### [Exercise prompt]
The listing below needs to be copied in full, exactly.

### [Data supplied]
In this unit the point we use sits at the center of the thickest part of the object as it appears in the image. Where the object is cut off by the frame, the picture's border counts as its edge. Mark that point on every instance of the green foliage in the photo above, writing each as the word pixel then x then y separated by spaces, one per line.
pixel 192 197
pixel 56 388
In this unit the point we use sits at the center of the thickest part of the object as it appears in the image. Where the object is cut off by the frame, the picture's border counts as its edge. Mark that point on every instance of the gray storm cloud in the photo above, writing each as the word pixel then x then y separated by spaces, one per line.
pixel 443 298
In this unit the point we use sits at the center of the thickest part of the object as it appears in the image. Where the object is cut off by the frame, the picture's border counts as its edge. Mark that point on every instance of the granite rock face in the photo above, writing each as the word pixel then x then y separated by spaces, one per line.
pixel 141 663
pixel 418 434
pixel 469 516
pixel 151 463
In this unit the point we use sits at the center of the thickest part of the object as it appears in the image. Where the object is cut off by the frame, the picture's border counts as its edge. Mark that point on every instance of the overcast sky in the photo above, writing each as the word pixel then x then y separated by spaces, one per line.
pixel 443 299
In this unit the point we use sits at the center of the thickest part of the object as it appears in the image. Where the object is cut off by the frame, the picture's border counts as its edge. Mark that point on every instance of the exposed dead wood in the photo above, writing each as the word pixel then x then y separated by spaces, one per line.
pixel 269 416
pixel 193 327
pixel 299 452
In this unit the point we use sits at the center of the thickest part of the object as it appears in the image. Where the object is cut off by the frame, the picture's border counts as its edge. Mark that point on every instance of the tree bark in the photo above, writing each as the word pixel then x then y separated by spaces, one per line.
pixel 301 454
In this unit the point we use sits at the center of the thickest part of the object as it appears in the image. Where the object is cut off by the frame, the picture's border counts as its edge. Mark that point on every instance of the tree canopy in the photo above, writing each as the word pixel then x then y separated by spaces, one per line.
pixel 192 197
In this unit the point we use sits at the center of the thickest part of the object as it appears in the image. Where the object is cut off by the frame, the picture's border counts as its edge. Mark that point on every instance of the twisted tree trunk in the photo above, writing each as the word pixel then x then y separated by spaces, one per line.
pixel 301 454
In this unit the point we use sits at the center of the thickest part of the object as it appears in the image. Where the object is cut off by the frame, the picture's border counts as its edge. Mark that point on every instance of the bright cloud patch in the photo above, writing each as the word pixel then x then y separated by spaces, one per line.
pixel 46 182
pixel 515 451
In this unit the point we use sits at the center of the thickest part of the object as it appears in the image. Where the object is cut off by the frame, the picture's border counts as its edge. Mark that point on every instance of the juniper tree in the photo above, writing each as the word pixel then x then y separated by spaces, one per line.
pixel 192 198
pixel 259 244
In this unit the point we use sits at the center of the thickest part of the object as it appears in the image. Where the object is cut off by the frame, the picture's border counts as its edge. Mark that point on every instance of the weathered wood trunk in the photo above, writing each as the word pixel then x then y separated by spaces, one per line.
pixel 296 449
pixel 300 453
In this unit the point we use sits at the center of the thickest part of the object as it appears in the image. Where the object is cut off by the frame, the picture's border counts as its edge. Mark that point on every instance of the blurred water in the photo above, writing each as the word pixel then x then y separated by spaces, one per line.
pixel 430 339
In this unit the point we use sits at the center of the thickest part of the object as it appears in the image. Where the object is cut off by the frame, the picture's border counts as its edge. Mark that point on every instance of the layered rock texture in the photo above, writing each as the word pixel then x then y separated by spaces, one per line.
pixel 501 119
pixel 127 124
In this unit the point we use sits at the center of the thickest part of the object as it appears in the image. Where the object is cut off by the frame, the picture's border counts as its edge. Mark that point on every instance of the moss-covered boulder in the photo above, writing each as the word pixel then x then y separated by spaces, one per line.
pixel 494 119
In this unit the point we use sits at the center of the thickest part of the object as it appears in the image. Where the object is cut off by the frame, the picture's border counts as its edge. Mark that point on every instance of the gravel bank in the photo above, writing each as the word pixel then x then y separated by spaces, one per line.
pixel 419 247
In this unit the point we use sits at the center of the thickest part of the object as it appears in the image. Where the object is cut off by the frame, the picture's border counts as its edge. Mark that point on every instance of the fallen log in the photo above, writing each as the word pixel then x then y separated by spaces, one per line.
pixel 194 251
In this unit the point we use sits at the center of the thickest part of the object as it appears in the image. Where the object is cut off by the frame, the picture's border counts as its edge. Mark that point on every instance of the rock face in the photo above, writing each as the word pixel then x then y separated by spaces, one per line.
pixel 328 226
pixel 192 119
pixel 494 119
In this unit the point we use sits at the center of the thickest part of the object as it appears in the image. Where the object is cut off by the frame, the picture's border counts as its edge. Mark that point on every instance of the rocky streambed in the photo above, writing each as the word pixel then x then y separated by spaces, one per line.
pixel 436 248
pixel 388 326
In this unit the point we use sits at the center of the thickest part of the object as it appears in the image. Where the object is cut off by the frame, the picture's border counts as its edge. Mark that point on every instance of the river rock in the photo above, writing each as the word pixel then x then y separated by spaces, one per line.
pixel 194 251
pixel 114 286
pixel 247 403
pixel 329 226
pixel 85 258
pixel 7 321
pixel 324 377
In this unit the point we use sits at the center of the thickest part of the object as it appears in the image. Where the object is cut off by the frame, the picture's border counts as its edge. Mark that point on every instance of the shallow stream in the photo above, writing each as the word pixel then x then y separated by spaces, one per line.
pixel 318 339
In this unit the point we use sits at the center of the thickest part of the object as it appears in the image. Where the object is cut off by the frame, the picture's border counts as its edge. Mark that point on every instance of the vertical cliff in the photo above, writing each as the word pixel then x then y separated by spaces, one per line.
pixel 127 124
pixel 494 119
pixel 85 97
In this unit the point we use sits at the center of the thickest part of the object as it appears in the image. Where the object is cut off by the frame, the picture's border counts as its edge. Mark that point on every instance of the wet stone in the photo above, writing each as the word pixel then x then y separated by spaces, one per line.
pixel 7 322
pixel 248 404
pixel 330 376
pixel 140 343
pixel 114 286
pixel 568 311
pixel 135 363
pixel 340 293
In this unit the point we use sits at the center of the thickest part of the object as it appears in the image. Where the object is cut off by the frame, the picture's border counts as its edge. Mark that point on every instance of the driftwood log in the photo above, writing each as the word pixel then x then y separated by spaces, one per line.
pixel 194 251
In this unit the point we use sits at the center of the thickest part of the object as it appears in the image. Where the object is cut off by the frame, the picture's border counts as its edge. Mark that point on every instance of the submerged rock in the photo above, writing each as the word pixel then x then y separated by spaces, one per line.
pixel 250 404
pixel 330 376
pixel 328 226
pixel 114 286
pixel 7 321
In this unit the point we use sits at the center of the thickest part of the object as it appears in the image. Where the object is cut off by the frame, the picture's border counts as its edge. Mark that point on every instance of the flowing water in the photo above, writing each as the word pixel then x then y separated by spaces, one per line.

### [Reply]
In this unit the point we use sits at the center of the thickest part of the object as it appears in the image. Where the object is cut off by the frame, the picture's border counts as its edge. Mark that point on every instance of the green foliage in the photo above, writing each as the word pixel then x then y separated by spaces, one per line.
pixel 192 197
pixel 56 388
In this unit the point we use sits at the center of the thickest part of the object as it appears in the image. Where the object is cut off by the frame, the picture's border counts as its edge. Mark that point on every instance of the gray storm cloud in the photo above, writing each as the word pixel then x then y separated by spaces, one per line.
pixel 443 298
In this unit the point we use sits at the center of the thickest part of the object as it appears in the image. Where the object is cut off by the frame, the picture's border counts as its edge. Mark that point on every instance of the granite rock face in the photo above, writing each as the word pixel then x then y separated by spaces, one per line.
pixel 141 663
pixel 418 434
pixel 469 516
pixel 151 463
In this unit the point we use sits at the center of the thickest part of the object as it appears in the image. Where the object is cut off by the frame, the picture's border counts as its edge. Mark that point on every instance of the overcast sky in the photo above, writing each as the word pixel then x then y separated by spaces, one per line.
pixel 443 299
In this unit the point we use sits at the center of the thickest part of the object as it appears in the image. Where the object is cut off by the frame, the picture's border counts as its edge. Mark that point on every instance of the exposed dead wood in the photo above, writing each as the word pixel then x then y separated by spaces, one per line.
pixel 269 416
pixel 193 327
pixel 299 452
In this unit the point we use sits at the center of the thickest part of the object as it appears in the image. Where the object is cut off by the frame, the picture's border counts as its edge. Mark that point on every instance of the tree bark in the photo above, writing each as the word pixel then x then y separated by spaces, one per line.
pixel 301 454
In this unit the point we use sits at the center of the thickest part of the object as it appears in the image. Where the object is cut off by the frame, the picture's border counts as its edge. Mark that point on every instance of the tree canopy in the photo above, writing each as the word pixel then x then y separated by spaces, one per line.
pixel 192 197
In this unit the point we use sits at the center of the thickest part of the object as it appears in the image. Where the object is cut off by the frame, the picture's border counts as its edge. Mark that point on every instance of the twisted tree trunk in the photo above, writing each as the word pixel then x then y separated by spaces, one per line.
pixel 301 454
In this unit the point we use sits at the center of the thickest part of the object as it appears in the image. Where the object is cut off by the frame, the picture's border counts as its edge. Mark that point on every instance of the bright cloud patch in the photo above, writing each as the word pixel then x then y separated by spaces, one per line.
pixel 46 182
pixel 515 451
In this unit the point we use sits at the center of the thickest part of the object as it appears in the image. Where the object is cut off by the frame, the picture's border counts as its edge. Mark that point on every instance of the juniper tree in the photo above, writing each as the word pixel then x then y separated by spaces, one per line.
pixel 192 198
pixel 259 244
In this unit the point we use sits at the center of the thickest part of the object as it appears in the image. Where the object is cut off by the frame, the picture's border counts as its edge. Mark that point on every instance of the weathered wood trunk in the photo above, writing each as the word pixel then x then y separated by spaces, one per line.
pixel 296 449
pixel 300 453
In this unit the point we use sits at the center of the thickest part of the object as it appears in the image. Where the object is cut off by the frame, the picture's border counts as its edge. Mark that point on every instance of the blurred water in the photo above, writing each as the word pixel then x then y separated by spaces, one per line.
pixel 430 339
In this unit the point we use sits at the center of the thickest part of the object as it appears in the image. Where the object is cut off by the frame, the picture's border counts as its edge. Mark that point on every instance of the layered rock texture in the photo above, writing each as the word pixel then x then y separated by spaces, one per line.
pixel 501 119
pixel 127 124
In this unit the point we use sits at the center of the thickest part of the object as it appears in the image. Where the object is cut off by the frame, the picture's border counts as its edge. Mark that point on every instance of the moss-covered boulder in the photo above, writing each as the word pixel then x then y separated by spaces, one per line.
pixel 494 119
In this unit the point we use sits at the center of the thickest part of the object as it appears in the image. Where the object is cut off by the frame, the picture's border counts as its edge. Mark that point on every instance of the gravel bank in the photo above, writing each as the word pixel then x then y separated by spaces, one per line.
pixel 419 247
In this unit the point we use sits at the center of the thickest part of the object as it appears in the image. Where the object is cut off by the frame, the picture's border counts as its edge. Mark that point on every instance of the fallen log in the photo above, writing each as the word pixel then x then y separated by spaces, one per line.
pixel 194 251
In this unit the point we use sits at the center of the thickest part of the object as it appears in the image. Where the object is cut off by the frame, the picture's border counts as its edge. Mark that point on every instance of the rock face in the photo above, writing each as the word pixel then x then y separated by spaces, one per line.
pixel 328 226
pixel 192 119
pixel 494 119
In this unit the point we use sits at the center of the thickest part of the object as it appears in the image. Where the object is cut off by the frame, the picture's border counts as its edge. Mark that point on every instance of the rocky streambed in the photo above, writing each as the word pixel then x then y separated by spaces, one per line.
pixel 436 248
pixel 388 326
In this unit the point we use sits at the center of the thickest part of the object as it appears in the image. Where the object is cut off by the frame, the picture's border counts as its edge. Mark that point on every instance of the river rock in the photo above, writing each as the word pixel then x then y separated by spaces, one per line.
pixel 194 251
pixel 114 286
pixel 247 403
pixel 329 226
pixel 85 258
pixel 7 321
pixel 324 377
In this unit the point we use sits at the center of the thickest part of the object as it appears in the image. Where the object is cut off by the frame, the picture's border counts as its edge. Mark that point on every instance of the shallow stream in the photo above, writing each as the word pixel then x then y separated by spaces, one per line.
pixel 318 339
In this unit the point we use sits at the center of the thickest part of the object as it appears in the image. Where the object is cut off by the frame, the picture's border counts as its edge. Mark that point on every instance of the vertical cliff in the photo above, writing each as the word pixel then x then y separated by spaces, one per line.
pixel 127 124
pixel 494 119
pixel 85 97
In this unit the point we use sits at the center of the thickest part of the object as it appears in the image. Where the object is cut off by the frame, the picture's border counts as its edge. Mark that point on every instance of the wet stone in the photo above, writing each as the word pixel then x then y separated by spaces, one per line.
pixel 7 322
pixel 248 404
pixel 330 376
pixel 140 343
pixel 114 286
pixel 568 311
pixel 135 363
pixel 340 293
In this unit the point we use sits at the center of the thickest part of the object as it appears in the image. Where the object is cut off by the frame, the picture's border counts as its edge. Mark that point on every instance of the driftwood log in the photo above, writing each as the word pixel then x then y separated by spaces, one per line.
pixel 194 251
In this unit the point we use sits at the center of the thickest part of the object as it appears in the image. Where the object is cut off by the frame, the picture's border counts as its edge. Mark that point on every instance of the submerged rock in the photo above, writing each as the word pixel then x then y separated by spaces, one per line.
pixel 250 404
pixel 330 376
pixel 328 226
pixel 114 286
pixel 7 321
In this unit the point we use sits at the center of the thickest part of the object as it appears in the image. Where the object is cut off by the frame, the picture's border counts as its edge. Mark that point on every instance of the flowing water in the photo above, writing each as the word pixel then x then y separated by spaces, one per line.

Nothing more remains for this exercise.